* _What the task requires_: Please repeat each entry. Match every word exactly.
==== Data listing
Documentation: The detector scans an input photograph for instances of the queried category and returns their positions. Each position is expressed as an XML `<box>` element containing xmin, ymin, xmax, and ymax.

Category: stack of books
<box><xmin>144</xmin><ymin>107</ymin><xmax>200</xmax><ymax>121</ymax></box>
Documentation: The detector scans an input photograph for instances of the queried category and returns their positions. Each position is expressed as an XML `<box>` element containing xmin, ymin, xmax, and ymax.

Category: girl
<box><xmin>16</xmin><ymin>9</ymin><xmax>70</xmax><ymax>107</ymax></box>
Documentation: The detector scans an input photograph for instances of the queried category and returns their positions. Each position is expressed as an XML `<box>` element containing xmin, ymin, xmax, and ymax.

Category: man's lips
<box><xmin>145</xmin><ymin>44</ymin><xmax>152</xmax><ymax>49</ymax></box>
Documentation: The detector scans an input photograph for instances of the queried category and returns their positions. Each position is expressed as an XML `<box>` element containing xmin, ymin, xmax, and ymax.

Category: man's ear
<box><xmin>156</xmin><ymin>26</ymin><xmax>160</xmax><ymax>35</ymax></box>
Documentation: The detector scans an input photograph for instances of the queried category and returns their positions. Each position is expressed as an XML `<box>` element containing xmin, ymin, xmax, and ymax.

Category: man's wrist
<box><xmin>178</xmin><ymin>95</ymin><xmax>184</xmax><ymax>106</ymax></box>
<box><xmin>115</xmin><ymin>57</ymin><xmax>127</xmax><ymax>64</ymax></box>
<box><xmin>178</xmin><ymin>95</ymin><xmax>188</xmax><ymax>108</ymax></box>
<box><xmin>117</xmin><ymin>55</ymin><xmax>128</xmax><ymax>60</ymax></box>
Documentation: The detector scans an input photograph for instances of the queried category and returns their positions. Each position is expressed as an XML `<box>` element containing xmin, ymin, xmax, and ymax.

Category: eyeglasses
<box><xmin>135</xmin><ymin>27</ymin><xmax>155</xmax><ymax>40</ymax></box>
========
* _Solved exercise_:
Documentation: The detector scans an input photograph for instances of the queried category and returns their positions. Each position is expressed as an XML `<box>` element containing xmin, ymin, xmax, and ymax.

Category: stack of books
<box><xmin>144</xmin><ymin>107</ymin><xmax>200</xmax><ymax>121</ymax></box>
Documentation: The detector scans an input photograph for instances of the queried category and returns their positions. Each position is expressed as an XML `<box>` element containing xmin, ymin, xmax, and ymax.

Category: girl
<box><xmin>16</xmin><ymin>9</ymin><xmax>70</xmax><ymax>107</ymax></box>
Documentation: The detector scans an input photograph for instances of the queried category and returns their positions. Each position is expressed as an XML `<box>` element containing xmin, ymin, xmax, and ymax.

Category: man's lips
<box><xmin>145</xmin><ymin>44</ymin><xmax>152</xmax><ymax>49</ymax></box>
Documentation: The detector scans an input photograph for instances of the queried category and returns their positions. Each position is expressed as an XML `<box>` element containing xmin, ymin, xmax, and ymax.

Category: man's ear
<box><xmin>156</xmin><ymin>26</ymin><xmax>160</xmax><ymax>35</ymax></box>
Documentation: The detector scans an input photograph for instances of the queried category and returns their positions. Each position is expressed as an XML `<box>` element containing xmin, ymin, xmax, and ymax.

Category: man's wrist
<box><xmin>178</xmin><ymin>95</ymin><xmax>184</xmax><ymax>106</ymax></box>
<box><xmin>115</xmin><ymin>57</ymin><xmax>127</xmax><ymax>64</ymax></box>
<box><xmin>178</xmin><ymin>95</ymin><xmax>188</xmax><ymax>108</ymax></box>
<box><xmin>117</xmin><ymin>55</ymin><xmax>128</xmax><ymax>60</ymax></box>
Documentation: The detector scans an input photograph for instances of the queried category and returns their positions. Each position is expressed as an XML `<box>` element containing xmin, ymin, xmax, and ymax.

Category: eyeglasses
<box><xmin>135</xmin><ymin>27</ymin><xmax>155</xmax><ymax>40</ymax></box>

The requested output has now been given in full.